Cervantes was born on September 29, 1547, most likely in Alcala de Henares, a small town near Madrid, Spain. Little is known of Cervantes’ early life. It is known that his family was quite poor and most likely carried a great deal of debt.

Cervantes studied literature and architecture in Italy as a young man, but returned to Spain in 1570 to enlist in the Spanish Navy Marines. He was stationed in Naples, Italy and sailed aboard the ship, La Marquesa. In 1571, Cervantes fought in the Battle of Lepanto, in which he suffered gunshots wounds which caused the loss of the use of his left hand. He continued his enlistment until 1575 when he was taken captive by pirates. He was held as a slave in Algiers until 1580 when his family was finally able to pay his ransom.

Literary Career

In 1584, Cervantes married Catalina de Palacios and began writing. Although he spent time writing, he earned little money for it, and it was not his primary career. Rather, he worked as a purchasing agent for the Spanish Armada and as a tax collector, traveling extensively.

In 1585, Cervantes published his first work, a novel, La Galatea. La Galatea was a pastoral novel, and there are no copies of it in existence. Around the same time, Cervantes wrote several plays. He did not enjoy success as a writer until the 1605 publication of the part1 of Don Quixote. While the novel did not make Cervantes wealthy, it did garner him a literary reputation. The second part of Don Quixote was published in 1615.

Don Quixote & Sancho Panza
Don Quixote & Sancho Panza | Source

Don Quixote

Don Quixote is considered by many to be the first modern novel. It recounts the adventures of Don Quixote and his companion Sancho Panza. Quixote is a deluded man who has read many chivalric novels. In his delusion, he sets out to revive chivalry.

---------------

### [Exercise]
Extend the Cervantes biography by continuing from its final sentence about Don Quixote setting out to revive chivalry.

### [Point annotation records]
---------------

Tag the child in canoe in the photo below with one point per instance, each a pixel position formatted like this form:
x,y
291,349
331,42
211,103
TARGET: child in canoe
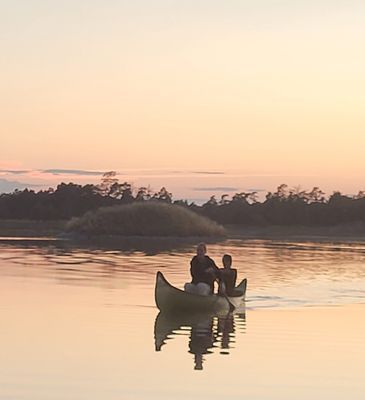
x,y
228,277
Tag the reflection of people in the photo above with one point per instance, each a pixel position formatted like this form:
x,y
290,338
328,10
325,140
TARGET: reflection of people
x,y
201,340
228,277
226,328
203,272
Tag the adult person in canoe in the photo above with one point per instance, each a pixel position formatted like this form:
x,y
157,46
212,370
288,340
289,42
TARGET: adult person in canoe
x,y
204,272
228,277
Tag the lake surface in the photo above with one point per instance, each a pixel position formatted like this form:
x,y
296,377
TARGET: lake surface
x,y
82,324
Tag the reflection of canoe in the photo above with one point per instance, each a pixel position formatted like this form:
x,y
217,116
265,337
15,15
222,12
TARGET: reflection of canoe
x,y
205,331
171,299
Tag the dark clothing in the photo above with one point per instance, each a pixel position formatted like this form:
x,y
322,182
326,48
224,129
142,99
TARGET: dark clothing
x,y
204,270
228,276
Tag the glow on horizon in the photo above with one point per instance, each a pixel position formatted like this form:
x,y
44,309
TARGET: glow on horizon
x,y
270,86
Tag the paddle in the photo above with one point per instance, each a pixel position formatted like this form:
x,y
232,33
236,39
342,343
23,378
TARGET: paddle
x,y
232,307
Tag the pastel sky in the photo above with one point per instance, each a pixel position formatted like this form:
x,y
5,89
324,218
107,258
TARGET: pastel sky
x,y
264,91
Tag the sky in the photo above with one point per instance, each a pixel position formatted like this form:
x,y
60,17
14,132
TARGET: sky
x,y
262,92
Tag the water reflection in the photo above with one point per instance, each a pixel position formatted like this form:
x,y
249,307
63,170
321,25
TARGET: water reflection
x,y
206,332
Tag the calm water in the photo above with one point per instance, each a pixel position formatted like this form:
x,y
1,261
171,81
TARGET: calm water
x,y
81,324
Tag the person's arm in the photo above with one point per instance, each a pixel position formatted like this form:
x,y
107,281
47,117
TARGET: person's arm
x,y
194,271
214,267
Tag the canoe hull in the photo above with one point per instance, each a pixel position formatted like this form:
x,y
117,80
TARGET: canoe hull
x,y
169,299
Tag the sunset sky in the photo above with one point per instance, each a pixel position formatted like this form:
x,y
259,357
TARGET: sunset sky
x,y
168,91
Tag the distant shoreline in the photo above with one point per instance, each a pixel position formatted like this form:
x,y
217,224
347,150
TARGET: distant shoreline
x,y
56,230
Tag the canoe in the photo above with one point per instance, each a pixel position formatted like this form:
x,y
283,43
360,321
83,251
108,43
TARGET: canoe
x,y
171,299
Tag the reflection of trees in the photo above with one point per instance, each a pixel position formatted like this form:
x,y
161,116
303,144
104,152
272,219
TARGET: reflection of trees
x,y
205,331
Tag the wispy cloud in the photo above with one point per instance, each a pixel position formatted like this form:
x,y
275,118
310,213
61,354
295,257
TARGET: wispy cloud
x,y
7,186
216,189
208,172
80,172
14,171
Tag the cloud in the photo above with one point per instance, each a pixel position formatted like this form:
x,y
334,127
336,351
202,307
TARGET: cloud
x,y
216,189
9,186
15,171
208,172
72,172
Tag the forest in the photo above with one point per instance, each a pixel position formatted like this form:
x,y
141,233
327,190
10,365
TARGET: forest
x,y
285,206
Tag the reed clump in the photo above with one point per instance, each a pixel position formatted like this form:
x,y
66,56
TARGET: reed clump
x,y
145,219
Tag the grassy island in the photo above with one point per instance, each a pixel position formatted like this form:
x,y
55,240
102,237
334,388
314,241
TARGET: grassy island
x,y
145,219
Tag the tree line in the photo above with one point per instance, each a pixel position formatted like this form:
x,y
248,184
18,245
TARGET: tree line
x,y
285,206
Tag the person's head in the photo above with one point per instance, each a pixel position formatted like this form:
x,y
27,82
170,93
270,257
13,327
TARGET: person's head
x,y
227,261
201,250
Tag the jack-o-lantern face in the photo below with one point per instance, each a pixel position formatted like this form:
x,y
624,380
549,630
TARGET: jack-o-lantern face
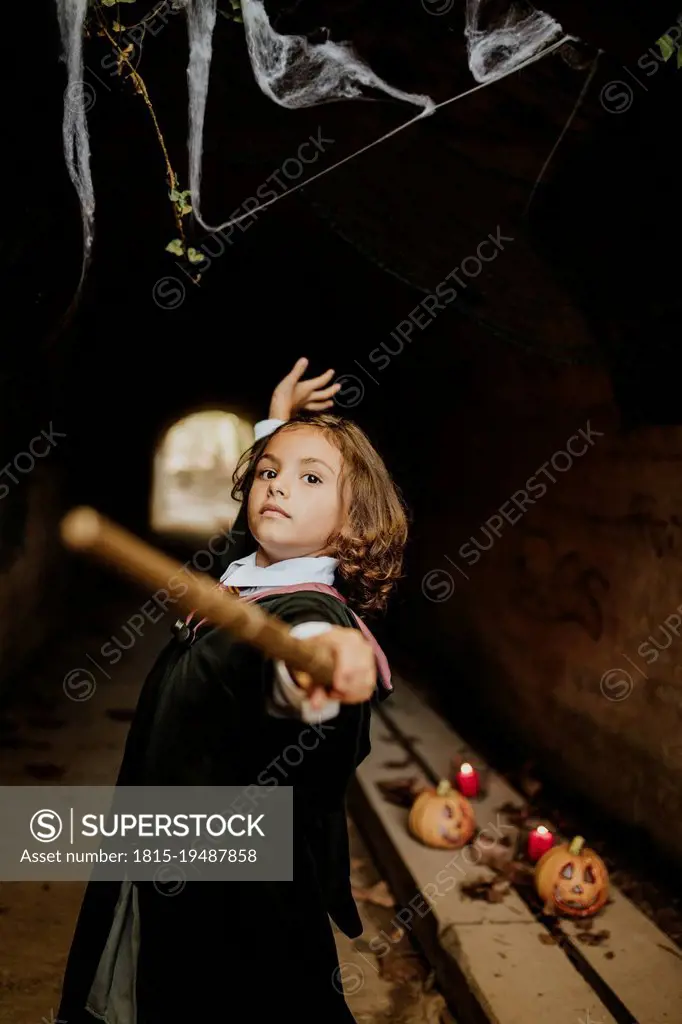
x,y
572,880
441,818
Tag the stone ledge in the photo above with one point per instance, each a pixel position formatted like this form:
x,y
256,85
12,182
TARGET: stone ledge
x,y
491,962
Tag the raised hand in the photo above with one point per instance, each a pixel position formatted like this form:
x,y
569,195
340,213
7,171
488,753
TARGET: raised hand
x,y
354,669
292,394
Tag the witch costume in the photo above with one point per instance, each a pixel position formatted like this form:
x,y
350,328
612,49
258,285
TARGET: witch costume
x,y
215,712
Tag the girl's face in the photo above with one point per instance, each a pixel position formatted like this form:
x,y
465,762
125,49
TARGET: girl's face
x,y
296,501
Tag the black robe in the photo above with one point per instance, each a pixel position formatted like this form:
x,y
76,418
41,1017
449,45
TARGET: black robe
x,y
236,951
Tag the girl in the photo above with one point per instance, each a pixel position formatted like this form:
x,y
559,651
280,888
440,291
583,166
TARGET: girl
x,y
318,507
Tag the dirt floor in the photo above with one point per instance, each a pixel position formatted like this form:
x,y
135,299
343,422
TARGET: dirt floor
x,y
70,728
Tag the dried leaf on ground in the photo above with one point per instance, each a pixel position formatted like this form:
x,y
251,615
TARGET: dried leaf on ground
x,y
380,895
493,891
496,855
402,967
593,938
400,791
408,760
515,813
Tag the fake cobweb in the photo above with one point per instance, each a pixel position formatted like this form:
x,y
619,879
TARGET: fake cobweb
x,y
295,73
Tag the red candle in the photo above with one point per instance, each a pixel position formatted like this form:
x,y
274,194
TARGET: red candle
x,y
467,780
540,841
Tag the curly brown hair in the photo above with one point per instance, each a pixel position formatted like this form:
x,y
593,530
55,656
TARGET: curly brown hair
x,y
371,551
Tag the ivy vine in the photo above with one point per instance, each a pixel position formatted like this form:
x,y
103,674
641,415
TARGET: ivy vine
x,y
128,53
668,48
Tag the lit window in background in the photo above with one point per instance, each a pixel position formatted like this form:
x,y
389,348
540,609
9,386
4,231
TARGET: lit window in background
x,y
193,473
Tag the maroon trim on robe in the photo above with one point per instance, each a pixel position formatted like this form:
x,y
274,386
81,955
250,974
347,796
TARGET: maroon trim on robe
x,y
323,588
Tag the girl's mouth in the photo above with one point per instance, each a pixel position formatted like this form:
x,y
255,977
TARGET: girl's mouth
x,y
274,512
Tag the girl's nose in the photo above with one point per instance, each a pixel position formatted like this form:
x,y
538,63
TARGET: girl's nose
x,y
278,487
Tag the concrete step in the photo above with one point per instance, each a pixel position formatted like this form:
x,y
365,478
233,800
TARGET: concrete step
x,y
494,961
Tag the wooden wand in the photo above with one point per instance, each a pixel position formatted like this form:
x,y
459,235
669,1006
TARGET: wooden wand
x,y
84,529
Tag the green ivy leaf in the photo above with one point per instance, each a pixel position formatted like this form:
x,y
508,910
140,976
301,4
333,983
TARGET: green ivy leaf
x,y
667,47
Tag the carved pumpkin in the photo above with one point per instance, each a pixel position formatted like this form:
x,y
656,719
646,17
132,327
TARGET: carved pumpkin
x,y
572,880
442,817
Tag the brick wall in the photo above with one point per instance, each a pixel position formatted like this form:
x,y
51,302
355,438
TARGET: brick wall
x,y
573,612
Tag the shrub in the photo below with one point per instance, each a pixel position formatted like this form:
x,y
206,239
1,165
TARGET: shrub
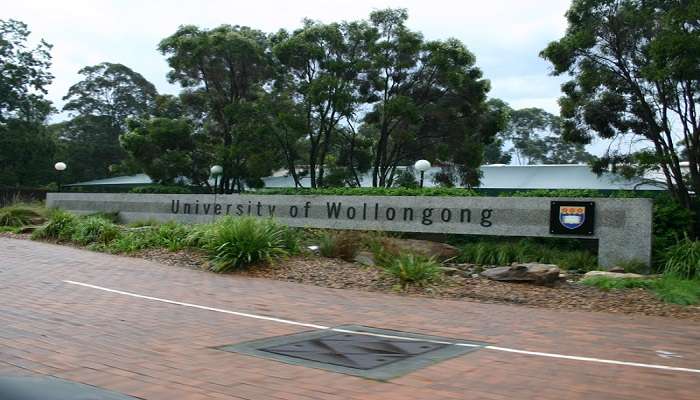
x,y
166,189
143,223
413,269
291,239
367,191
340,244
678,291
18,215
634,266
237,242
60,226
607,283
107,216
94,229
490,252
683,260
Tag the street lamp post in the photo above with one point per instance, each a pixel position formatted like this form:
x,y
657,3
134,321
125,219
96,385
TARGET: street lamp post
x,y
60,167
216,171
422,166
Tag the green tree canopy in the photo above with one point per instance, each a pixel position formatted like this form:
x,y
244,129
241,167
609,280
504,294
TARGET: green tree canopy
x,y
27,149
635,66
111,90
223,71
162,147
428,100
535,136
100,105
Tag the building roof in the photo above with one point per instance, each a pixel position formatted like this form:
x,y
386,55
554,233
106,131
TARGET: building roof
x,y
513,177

---------------

### [The answer]
The novel is written in episodic format and in the picaresque style that was popular in Spanish writing at the time. Picaresque literature has as its protagonist, the “pícaro” or ne’er do well, who must use his or her wits to survive. The novel is largely farcical, and it has been interpreted in many different ways, as a comic novel, a social commentary, and as a tragedy. The novel has many messages, which allows it to remain one of the greatest works in literature.

Later Years

While Don Quixote was Cervantes’ best known work, he published his Exemplary Novels, a collection of stories in 1613. Like Don Quixote, the stories are written in the picaresque style. While, he spent many years traveling, Cervantes settled in Madrid in 1606. He remained there for the remainder of his life. Cervantes died on April 22, 1616. The location of his burial site remains unknown though it is thought that he was originally buried in a convent run by Trinitarian nuns, but it is speculated that when the nuns moved, the remains of the dead were also moved.